Write out the records verbatim, starting at their first line and continuing down to and including the line that contains "[1254,0,1388,113]".
•••
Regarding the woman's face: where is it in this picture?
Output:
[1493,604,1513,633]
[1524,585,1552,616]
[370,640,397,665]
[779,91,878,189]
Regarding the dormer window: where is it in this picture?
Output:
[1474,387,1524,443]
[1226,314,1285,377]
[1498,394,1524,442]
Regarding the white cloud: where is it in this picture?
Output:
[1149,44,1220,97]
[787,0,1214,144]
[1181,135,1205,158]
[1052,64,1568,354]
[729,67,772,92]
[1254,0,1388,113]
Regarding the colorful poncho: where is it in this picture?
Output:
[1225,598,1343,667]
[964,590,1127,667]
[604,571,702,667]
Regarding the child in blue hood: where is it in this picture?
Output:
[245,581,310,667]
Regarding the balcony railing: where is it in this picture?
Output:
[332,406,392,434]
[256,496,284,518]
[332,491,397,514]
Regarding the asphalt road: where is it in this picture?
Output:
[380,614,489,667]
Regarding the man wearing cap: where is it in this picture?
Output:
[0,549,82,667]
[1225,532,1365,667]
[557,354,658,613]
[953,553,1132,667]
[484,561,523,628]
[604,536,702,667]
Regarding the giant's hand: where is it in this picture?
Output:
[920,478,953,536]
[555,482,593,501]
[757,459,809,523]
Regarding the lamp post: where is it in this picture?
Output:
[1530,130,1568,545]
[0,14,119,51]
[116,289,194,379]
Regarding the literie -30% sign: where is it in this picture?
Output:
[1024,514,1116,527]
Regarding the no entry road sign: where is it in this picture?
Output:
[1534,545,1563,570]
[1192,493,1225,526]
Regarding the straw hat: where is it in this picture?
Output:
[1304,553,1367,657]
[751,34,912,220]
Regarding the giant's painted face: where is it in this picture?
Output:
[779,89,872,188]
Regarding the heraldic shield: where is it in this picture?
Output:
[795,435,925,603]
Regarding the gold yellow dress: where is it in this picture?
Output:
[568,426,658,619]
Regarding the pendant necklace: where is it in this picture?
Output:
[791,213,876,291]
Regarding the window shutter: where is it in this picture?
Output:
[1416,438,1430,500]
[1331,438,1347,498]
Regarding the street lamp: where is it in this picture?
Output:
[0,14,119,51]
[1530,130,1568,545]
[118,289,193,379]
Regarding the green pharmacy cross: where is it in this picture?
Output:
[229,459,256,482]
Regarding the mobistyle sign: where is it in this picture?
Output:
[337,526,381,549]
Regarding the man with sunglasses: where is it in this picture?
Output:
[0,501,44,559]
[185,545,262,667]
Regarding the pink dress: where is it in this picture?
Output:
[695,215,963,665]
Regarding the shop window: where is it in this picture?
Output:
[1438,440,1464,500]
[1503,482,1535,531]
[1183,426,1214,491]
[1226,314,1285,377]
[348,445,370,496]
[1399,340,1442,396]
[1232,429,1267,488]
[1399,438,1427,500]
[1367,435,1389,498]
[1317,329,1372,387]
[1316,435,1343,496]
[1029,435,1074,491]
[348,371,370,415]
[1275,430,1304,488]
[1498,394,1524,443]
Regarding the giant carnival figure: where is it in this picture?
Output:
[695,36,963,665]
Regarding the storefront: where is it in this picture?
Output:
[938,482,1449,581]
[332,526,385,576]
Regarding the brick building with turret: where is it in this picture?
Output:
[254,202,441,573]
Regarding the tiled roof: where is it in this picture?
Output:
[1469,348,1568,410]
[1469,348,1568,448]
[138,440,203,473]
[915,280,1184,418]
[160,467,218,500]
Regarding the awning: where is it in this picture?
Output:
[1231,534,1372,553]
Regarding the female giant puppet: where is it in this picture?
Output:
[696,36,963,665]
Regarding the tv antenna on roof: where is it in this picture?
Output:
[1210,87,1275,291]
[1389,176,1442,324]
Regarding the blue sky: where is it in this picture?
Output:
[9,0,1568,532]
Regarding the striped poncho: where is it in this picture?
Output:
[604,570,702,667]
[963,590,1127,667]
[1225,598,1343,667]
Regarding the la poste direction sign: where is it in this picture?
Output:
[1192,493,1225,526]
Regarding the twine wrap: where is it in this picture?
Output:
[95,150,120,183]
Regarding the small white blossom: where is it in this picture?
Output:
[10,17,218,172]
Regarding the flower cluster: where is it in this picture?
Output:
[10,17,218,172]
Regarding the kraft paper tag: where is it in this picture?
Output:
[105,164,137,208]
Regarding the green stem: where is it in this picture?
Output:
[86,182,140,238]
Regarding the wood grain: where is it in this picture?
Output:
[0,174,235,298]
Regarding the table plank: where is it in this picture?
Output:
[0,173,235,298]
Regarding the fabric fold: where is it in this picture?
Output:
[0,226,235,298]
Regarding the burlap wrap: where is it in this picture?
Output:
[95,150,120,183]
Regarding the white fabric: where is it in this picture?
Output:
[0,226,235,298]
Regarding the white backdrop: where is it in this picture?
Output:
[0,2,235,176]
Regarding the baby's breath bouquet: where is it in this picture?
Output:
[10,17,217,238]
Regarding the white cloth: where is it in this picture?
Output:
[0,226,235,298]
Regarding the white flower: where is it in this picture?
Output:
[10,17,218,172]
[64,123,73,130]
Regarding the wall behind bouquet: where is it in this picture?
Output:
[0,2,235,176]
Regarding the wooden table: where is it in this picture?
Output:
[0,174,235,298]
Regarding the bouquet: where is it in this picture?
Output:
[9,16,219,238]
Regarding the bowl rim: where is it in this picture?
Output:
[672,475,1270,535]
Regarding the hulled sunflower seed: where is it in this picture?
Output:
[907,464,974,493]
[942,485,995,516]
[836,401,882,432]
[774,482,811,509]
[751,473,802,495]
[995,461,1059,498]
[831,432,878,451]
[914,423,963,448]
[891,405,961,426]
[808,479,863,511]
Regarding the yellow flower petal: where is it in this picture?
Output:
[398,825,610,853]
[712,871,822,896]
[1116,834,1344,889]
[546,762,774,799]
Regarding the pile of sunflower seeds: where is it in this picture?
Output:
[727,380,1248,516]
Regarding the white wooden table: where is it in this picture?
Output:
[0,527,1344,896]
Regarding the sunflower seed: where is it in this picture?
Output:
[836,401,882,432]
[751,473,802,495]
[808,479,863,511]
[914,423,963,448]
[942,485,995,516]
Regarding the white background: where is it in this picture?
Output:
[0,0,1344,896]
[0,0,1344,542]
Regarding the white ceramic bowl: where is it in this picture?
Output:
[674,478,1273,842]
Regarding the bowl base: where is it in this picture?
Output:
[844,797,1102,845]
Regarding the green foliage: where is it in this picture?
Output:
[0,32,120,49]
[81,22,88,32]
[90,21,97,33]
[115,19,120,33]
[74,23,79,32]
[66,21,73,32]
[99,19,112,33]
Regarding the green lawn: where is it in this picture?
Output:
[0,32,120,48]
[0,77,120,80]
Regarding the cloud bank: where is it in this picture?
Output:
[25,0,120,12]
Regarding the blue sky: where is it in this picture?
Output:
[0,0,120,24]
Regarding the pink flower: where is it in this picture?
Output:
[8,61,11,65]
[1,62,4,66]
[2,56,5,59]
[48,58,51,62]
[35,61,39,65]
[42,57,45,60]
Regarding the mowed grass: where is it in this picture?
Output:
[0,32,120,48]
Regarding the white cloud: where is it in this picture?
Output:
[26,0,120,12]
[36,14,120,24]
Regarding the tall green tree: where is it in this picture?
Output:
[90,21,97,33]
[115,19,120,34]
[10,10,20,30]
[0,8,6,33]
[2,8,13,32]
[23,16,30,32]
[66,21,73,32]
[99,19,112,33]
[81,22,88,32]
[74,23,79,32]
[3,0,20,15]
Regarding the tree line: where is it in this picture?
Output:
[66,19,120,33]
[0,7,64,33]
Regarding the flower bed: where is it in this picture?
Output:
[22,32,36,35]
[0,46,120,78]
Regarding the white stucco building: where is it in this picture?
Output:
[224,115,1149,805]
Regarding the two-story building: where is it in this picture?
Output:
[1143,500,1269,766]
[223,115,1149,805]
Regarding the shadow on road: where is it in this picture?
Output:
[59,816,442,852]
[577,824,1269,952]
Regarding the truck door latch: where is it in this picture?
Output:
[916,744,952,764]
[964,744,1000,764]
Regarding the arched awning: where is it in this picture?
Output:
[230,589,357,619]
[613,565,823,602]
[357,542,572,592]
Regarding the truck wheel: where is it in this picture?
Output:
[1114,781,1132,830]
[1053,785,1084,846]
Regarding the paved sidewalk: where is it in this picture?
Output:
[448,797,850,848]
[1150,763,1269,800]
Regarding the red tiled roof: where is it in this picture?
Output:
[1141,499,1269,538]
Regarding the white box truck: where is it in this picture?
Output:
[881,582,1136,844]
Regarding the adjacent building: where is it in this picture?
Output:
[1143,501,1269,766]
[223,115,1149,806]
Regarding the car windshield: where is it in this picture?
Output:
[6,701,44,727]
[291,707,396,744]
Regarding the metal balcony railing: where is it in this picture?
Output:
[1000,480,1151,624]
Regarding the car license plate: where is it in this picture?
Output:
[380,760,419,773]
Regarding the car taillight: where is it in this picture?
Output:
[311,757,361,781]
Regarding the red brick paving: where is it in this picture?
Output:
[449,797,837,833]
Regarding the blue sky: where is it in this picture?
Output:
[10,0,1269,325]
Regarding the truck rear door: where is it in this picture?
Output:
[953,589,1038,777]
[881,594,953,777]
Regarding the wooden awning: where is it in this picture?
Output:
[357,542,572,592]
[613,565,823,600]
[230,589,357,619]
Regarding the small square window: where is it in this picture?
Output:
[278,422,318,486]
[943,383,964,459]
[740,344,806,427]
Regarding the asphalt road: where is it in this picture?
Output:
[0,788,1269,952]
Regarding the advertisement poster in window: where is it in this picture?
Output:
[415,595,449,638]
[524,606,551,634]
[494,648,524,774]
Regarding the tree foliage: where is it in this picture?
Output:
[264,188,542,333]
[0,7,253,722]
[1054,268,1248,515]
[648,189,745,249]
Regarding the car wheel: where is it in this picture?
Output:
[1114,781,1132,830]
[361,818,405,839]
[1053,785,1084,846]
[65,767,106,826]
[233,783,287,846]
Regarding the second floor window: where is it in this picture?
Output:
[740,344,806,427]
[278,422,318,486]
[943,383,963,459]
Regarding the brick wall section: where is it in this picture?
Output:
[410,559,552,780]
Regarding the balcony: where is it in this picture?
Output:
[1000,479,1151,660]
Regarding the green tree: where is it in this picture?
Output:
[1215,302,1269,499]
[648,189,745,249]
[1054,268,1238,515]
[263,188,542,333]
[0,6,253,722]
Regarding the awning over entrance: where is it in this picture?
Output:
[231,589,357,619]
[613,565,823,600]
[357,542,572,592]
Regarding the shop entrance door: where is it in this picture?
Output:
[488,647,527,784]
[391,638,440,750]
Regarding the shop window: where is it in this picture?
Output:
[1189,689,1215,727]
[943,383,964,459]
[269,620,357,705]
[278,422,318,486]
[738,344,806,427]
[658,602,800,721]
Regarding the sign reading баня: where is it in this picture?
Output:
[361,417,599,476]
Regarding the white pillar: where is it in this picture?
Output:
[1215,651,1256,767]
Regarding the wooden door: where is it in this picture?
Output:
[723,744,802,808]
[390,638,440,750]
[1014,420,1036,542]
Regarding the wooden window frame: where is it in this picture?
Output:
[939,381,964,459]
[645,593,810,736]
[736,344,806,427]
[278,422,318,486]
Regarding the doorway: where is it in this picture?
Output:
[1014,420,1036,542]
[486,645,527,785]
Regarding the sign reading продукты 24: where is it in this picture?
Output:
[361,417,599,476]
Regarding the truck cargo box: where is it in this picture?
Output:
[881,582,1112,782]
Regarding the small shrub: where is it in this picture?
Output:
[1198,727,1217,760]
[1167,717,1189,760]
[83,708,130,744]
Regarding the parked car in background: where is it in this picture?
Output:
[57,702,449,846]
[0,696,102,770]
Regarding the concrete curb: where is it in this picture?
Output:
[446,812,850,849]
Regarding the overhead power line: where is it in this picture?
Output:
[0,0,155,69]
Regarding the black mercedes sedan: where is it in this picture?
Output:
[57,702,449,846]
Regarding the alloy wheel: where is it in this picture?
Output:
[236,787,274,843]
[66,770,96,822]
•••
◆ Reply:
Regarding the woman's face: where is it in this picture?
Output:
[1493,604,1513,633]
[1524,585,1552,616]
[370,640,397,665]
[779,91,878,189]
Regarding the dormer window: where is it in this picture?
Output:
[1474,387,1524,443]
[1226,314,1285,377]
[1498,394,1524,442]
Regarding the white cloud: where is it in this picture?
Output:
[1149,44,1220,97]
[787,0,1214,144]
[1181,135,1205,158]
[1052,64,1568,354]
[729,67,772,92]
[1254,0,1388,113]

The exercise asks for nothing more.